### Task description
Edit the lines below so that each "heart pillow" becomes "heart cushion", and leave everything else unchanged.

── Records for the task ──

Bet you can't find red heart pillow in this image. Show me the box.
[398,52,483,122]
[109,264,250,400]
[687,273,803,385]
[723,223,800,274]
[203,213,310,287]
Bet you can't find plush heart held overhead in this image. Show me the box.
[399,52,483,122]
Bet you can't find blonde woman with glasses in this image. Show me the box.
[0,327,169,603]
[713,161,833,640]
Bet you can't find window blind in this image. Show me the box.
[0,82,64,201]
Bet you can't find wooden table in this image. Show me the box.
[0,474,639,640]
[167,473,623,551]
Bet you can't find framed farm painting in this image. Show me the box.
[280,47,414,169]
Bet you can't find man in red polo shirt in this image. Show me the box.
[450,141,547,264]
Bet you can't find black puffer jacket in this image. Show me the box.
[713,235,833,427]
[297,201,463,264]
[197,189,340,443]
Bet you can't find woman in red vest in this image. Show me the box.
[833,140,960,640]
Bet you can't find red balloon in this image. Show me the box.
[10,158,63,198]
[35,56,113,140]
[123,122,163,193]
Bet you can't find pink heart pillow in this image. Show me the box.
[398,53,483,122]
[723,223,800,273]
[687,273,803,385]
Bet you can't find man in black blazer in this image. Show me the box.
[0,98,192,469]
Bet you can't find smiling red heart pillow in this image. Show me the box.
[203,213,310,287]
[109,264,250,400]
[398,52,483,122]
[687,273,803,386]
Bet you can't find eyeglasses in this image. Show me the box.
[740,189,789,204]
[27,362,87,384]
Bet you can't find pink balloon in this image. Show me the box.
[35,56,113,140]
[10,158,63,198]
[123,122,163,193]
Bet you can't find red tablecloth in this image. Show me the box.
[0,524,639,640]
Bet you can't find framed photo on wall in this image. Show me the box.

───

### Task response
Bet you can't find red heart cushion in this image. Show me the box.
[398,52,483,122]
[109,264,250,400]
[687,273,803,385]
[723,223,800,274]
[203,213,310,287]
Bet you can't find plush heart held overhead in this image. Show me the box.
[399,52,483,122]
Bet you can't find blonde woman with glasses in this image. Show me the box.
[0,327,169,603]
[713,161,833,640]
Bet you can't find window blind in this image. Show me the box.
[0,82,64,201]
Bet you can't find wooden table in this image. Show me the box.
[0,474,639,640]
[167,473,623,551]
Bet you can't find framed farm painting in this image. Show me the box.
[280,47,414,169]
Bet you can't find man in red polo shirt in this image. Show me the box.
[450,141,547,264]
Bet you can't find black puffer jacket in this image. Show me the box.
[713,235,833,427]
[297,201,463,264]
[197,189,340,443]
Bet you can't find woman in red vest in this image. Show me the box.
[833,140,960,640]
Bet you can't find red balloon in this image. Show me the box.
[10,158,63,198]
[35,56,113,140]
[123,122,163,193]
Bet you can't find pink heart cushion in this image. Show me the box.
[398,53,483,122]
[723,223,800,273]
[687,273,803,385]
Bet you can't find man in black blazer in this image. Show me the box.
[0,98,192,469]
Bet you can't find smiling red heart cushion in this image. Show me the box.
[203,213,310,287]
[109,264,250,400]
[398,52,483,122]
[687,273,803,386]
Bet you can't find eyeglasses in this image. Show me the box.
[740,189,789,204]
[27,362,87,384]
Bet you can't find pink balloon in this image. Show me the box.
[35,56,113,140]
[10,158,63,198]
[123,122,163,193]
Bet you can't find red tablecloth in this image. Show me the box.
[0,524,639,640]
Bet you can't find framed photo on wall in this image. Show me the box.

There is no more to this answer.